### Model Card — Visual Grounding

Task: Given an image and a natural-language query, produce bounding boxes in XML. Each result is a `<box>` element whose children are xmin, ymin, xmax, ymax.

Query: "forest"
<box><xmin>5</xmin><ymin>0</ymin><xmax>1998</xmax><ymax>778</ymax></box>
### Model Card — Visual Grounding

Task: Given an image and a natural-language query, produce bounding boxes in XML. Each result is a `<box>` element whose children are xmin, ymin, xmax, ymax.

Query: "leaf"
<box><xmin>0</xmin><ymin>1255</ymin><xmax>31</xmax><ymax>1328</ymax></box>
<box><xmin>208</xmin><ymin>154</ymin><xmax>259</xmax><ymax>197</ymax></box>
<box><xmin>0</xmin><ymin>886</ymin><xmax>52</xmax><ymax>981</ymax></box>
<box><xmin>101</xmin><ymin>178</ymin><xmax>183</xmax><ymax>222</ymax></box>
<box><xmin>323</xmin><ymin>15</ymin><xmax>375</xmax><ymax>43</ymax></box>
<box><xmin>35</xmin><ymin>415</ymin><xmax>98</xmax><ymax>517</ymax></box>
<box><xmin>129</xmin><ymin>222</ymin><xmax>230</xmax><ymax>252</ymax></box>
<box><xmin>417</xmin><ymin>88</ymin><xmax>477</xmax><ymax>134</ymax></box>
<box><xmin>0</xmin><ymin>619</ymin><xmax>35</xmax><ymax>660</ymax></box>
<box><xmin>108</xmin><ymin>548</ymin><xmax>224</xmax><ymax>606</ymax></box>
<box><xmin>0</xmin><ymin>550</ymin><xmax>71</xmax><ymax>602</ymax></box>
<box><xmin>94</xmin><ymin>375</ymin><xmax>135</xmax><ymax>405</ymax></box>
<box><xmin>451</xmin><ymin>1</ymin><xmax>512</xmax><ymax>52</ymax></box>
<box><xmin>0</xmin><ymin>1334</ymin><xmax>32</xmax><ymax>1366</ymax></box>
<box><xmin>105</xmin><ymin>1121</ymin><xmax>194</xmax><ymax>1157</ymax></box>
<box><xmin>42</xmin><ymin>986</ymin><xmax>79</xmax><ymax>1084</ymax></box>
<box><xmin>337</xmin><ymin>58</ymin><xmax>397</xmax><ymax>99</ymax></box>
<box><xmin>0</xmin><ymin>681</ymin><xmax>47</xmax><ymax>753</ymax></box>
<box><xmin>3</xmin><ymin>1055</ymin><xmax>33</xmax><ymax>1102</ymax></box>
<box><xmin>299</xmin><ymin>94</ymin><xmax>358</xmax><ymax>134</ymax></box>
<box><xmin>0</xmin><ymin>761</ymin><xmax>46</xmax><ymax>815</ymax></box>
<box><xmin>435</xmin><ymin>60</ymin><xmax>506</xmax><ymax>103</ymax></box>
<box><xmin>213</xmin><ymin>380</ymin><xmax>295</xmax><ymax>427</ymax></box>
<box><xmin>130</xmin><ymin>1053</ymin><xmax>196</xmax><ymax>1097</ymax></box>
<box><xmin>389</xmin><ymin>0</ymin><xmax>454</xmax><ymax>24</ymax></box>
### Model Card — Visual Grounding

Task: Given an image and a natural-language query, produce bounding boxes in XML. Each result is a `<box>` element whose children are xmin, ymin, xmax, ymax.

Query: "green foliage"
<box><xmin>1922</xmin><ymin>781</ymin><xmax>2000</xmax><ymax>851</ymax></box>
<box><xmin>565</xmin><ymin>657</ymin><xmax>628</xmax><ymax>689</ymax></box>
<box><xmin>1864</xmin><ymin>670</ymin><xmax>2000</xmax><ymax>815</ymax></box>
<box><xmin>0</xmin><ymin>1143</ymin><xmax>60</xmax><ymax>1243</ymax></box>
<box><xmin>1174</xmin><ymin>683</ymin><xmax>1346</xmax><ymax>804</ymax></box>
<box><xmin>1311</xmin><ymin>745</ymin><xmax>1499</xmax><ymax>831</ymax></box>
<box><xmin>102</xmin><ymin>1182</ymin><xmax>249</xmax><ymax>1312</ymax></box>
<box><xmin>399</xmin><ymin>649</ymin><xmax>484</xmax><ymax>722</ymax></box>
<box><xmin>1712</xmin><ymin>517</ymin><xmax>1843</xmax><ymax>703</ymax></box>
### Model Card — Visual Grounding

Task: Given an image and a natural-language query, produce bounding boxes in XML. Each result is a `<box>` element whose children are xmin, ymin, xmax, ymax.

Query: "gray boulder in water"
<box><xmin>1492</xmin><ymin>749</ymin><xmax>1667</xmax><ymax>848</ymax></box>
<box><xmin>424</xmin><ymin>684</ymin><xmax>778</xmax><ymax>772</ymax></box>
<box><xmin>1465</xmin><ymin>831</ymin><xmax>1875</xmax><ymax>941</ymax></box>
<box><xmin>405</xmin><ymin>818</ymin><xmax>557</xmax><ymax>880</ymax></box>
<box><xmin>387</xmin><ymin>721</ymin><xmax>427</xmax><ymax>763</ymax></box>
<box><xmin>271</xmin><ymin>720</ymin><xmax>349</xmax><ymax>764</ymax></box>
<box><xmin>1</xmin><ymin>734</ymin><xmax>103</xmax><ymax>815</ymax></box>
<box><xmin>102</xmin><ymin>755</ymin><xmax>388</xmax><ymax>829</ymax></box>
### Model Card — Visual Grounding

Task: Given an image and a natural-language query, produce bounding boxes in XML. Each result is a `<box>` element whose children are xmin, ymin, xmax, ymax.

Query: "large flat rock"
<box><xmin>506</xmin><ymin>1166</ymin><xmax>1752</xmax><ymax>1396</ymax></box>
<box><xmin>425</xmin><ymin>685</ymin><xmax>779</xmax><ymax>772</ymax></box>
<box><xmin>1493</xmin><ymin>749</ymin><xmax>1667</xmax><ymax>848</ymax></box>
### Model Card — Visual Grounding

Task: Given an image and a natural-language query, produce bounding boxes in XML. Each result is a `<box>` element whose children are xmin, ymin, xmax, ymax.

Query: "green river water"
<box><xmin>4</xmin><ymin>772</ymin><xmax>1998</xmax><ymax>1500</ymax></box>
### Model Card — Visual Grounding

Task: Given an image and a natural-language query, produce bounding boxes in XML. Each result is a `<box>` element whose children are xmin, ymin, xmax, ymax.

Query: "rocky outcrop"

What the task asks:
Would you give the data above again, exactly as written?

Output of the exercise:
### Model Card — Visual Grounding

Task: Given an image and a natural-language query, produce bounding boxes in XML. Each result is a `<box>` element whose children are xmin, ymin, xmax, ymax.

Query: "forest"
<box><xmin>5</xmin><ymin>0</ymin><xmax>1998</xmax><ymax>778</ymax></box>
### Model Card — Visual Grounding

Task: Given an image and a natural-language query, produce bounding boxes in XML. Each result is a `<box>` element whose children are xmin, ymin, xmax, ymax.

Query: "leaf"
<box><xmin>0</xmin><ymin>1255</ymin><xmax>31</xmax><ymax>1328</ymax></box>
<box><xmin>208</xmin><ymin>154</ymin><xmax>259</xmax><ymax>197</ymax></box>
<box><xmin>0</xmin><ymin>886</ymin><xmax>52</xmax><ymax>981</ymax></box>
<box><xmin>101</xmin><ymin>178</ymin><xmax>183</xmax><ymax>222</ymax></box>
<box><xmin>323</xmin><ymin>15</ymin><xmax>375</xmax><ymax>43</ymax></box>
<box><xmin>35</xmin><ymin>415</ymin><xmax>98</xmax><ymax>517</ymax></box>
<box><xmin>129</xmin><ymin>222</ymin><xmax>230</xmax><ymax>252</ymax></box>
<box><xmin>417</xmin><ymin>88</ymin><xmax>477</xmax><ymax>134</ymax></box>
<box><xmin>0</xmin><ymin>619</ymin><xmax>35</xmax><ymax>660</ymax></box>
<box><xmin>108</xmin><ymin>548</ymin><xmax>224</xmax><ymax>606</ymax></box>
<box><xmin>0</xmin><ymin>550</ymin><xmax>71</xmax><ymax>602</ymax></box>
<box><xmin>94</xmin><ymin>375</ymin><xmax>135</xmax><ymax>405</ymax></box>
<box><xmin>451</xmin><ymin>1</ymin><xmax>512</xmax><ymax>52</ymax></box>
<box><xmin>0</xmin><ymin>1334</ymin><xmax>32</xmax><ymax>1366</ymax></box>
<box><xmin>105</xmin><ymin>1121</ymin><xmax>194</xmax><ymax>1157</ymax></box>
<box><xmin>42</xmin><ymin>986</ymin><xmax>79</xmax><ymax>1084</ymax></box>
<box><xmin>337</xmin><ymin>58</ymin><xmax>397</xmax><ymax>99</ymax></box>
<box><xmin>0</xmin><ymin>681</ymin><xmax>47</xmax><ymax>753</ymax></box>
<box><xmin>3</xmin><ymin>1055</ymin><xmax>33</xmax><ymax>1102</ymax></box>
<box><xmin>299</xmin><ymin>94</ymin><xmax>358</xmax><ymax>134</ymax></box>
<box><xmin>0</xmin><ymin>761</ymin><xmax>46</xmax><ymax>815</ymax></box>
<box><xmin>435</xmin><ymin>60</ymin><xmax>506</xmax><ymax>103</ymax></box>
<box><xmin>213</xmin><ymin>380</ymin><xmax>295</xmax><ymax>427</ymax></box>
<box><xmin>130</xmin><ymin>1053</ymin><xmax>196</xmax><ymax>1097</ymax></box>
<box><xmin>389</xmin><ymin>0</ymin><xmax>454</xmax><ymax>24</ymax></box>
### Model Card — Visual Grounding

Task: Given an image and a natural-language query, produce bounding boxes in XML. Each result is a `<box>` element whose children are xmin, ymin, xmax, ymax.

Query: "green foliage"
<box><xmin>1922</xmin><ymin>781</ymin><xmax>2000</xmax><ymax>851</ymax></box>
<box><xmin>565</xmin><ymin>657</ymin><xmax>628</xmax><ymax>689</ymax></box>
<box><xmin>1864</xmin><ymin>670</ymin><xmax>2000</xmax><ymax>815</ymax></box>
<box><xmin>0</xmin><ymin>1143</ymin><xmax>60</xmax><ymax>1243</ymax></box>
<box><xmin>1174</xmin><ymin>683</ymin><xmax>1346</xmax><ymax>804</ymax></box>
<box><xmin>1311</xmin><ymin>745</ymin><xmax>1499</xmax><ymax>831</ymax></box>
<box><xmin>102</xmin><ymin>1182</ymin><xmax>249</xmax><ymax>1312</ymax></box>
<box><xmin>399</xmin><ymin>649</ymin><xmax>484</xmax><ymax>722</ymax></box>
<box><xmin>1712</xmin><ymin>517</ymin><xmax>1843</xmax><ymax>703</ymax></box>
### Model Card — Visual Grounding

Task: Given an image and a natural-language query, produce bounding boxes in XML. Each result is a `<box>` element whose children are xmin, ymin, xmax, ymax.

Query: "gray boulder in water"
<box><xmin>1492</xmin><ymin>749</ymin><xmax>1667</xmax><ymax>848</ymax></box>
<box><xmin>424</xmin><ymin>684</ymin><xmax>778</xmax><ymax>772</ymax></box>
<box><xmin>1465</xmin><ymin>831</ymin><xmax>1875</xmax><ymax>941</ymax></box>
<box><xmin>405</xmin><ymin>818</ymin><xmax>557</xmax><ymax>880</ymax></box>
<box><xmin>387</xmin><ymin>721</ymin><xmax>427</xmax><ymax>763</ymax></box>
<box><xmin>271</xmin><ymin>720</ymin><xmax>349</xmax><ymax>764</ymax></box>
<box><xmin>1</xmin><ymin>734</ymin><xmax>103</xmax><ymax>815</ymax></box>
<box><xmin>102</xmin><ymin>755</ymin><xmax>388</xmax><ymax>829</ymax></box>
### Model Card — Visual Grounding

Task: Given an image and a natural-language query, produce bounding boxes in XML. Each result is a `<box>` element whose children are xmin, ymin, xmax, ymax.

Query: "large flat rock"
<box><xmin>506</xmin><ymin>1166</ymin><xmax>1752</xmax><ymax>1396</ymax></box>
<box><xmin>425</xmin><ymin>685</ymin><xmax>779</xmax><ymax>772</ymax></box>
<box><xmin>1493</xmin><ymin>749</ymin><xmax>1667</xmax><ymax>848</ymax></box>
### Model Card — Visual Grounding

Task: Given an image and a natural-language query, produce bounding boxes in XML. Each result is a `<box>` element whose children are xmin, ymin, xmax, ymax.

Query: "green river water"
<box><xmin>4</xmin><ymin>772</ymin><xmax>1998</xmax><ymax>1500</ymax></box>
### Model Card — Visual Grounding

Task: Given an image and a natural-language query, produce bounding boxes in XML. Each result is a `<box>` element whose children are xmin, ymin, xmax, ymax.

Query: "rocky outcrop"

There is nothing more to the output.